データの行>
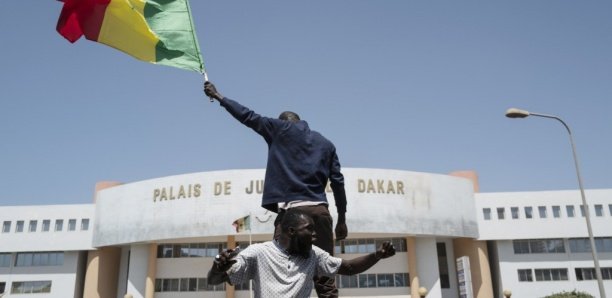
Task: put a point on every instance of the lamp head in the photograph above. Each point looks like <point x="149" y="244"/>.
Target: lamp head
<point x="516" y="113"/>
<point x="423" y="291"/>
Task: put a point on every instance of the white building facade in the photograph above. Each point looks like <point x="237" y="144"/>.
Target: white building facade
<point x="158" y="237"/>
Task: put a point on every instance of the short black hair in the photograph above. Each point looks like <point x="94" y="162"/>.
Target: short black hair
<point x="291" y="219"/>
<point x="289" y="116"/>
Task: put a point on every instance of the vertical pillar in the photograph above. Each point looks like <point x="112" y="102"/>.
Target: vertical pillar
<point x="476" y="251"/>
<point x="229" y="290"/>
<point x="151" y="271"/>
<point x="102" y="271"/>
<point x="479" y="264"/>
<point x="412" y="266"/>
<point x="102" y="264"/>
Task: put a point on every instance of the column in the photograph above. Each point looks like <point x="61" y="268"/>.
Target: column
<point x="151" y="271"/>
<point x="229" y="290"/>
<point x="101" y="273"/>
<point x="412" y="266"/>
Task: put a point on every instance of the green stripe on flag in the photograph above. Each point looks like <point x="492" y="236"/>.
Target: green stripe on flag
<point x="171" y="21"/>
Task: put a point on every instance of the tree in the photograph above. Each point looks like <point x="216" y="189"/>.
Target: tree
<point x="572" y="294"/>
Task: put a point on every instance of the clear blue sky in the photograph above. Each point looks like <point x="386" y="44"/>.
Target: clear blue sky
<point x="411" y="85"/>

...

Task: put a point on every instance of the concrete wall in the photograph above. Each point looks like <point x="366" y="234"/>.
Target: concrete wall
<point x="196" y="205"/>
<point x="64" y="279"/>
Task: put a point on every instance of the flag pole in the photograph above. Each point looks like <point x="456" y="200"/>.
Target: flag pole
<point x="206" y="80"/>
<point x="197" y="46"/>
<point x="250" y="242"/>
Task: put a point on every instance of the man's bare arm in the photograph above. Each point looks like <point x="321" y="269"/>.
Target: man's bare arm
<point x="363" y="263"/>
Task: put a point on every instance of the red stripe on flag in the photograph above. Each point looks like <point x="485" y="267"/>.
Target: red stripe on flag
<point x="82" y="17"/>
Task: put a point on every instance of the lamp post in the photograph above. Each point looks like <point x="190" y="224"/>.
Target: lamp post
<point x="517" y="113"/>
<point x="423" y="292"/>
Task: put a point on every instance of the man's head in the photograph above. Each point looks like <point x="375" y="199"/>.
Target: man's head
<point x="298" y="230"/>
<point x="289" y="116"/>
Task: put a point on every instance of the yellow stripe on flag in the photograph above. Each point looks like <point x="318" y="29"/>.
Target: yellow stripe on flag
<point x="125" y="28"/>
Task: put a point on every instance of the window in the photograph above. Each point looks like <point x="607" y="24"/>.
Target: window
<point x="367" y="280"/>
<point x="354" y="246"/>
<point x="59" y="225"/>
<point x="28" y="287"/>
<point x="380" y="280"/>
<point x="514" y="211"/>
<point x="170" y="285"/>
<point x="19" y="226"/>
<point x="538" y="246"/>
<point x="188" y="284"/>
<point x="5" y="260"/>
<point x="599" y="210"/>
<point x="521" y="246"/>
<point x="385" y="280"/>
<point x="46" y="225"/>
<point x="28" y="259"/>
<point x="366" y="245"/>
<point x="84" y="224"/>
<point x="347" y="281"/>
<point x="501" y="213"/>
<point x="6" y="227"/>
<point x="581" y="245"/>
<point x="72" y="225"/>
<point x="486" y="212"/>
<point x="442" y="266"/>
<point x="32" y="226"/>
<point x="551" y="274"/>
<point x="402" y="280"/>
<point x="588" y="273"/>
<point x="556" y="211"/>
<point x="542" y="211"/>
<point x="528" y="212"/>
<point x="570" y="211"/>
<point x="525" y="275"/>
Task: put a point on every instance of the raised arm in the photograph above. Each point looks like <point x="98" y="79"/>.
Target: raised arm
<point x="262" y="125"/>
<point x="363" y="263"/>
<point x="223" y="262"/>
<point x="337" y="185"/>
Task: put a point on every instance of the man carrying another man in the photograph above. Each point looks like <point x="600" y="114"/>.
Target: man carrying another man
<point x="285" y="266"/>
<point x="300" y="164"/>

課題文>
資料の中から、文字列「white」を含む行をすべて返してください。大文字と小文字は区別します。

演習の結果>
Task: put a point on every instance of the white building facade in the photograph above. Each point looks like <point x="237" y="144"/>.
Target: white building facade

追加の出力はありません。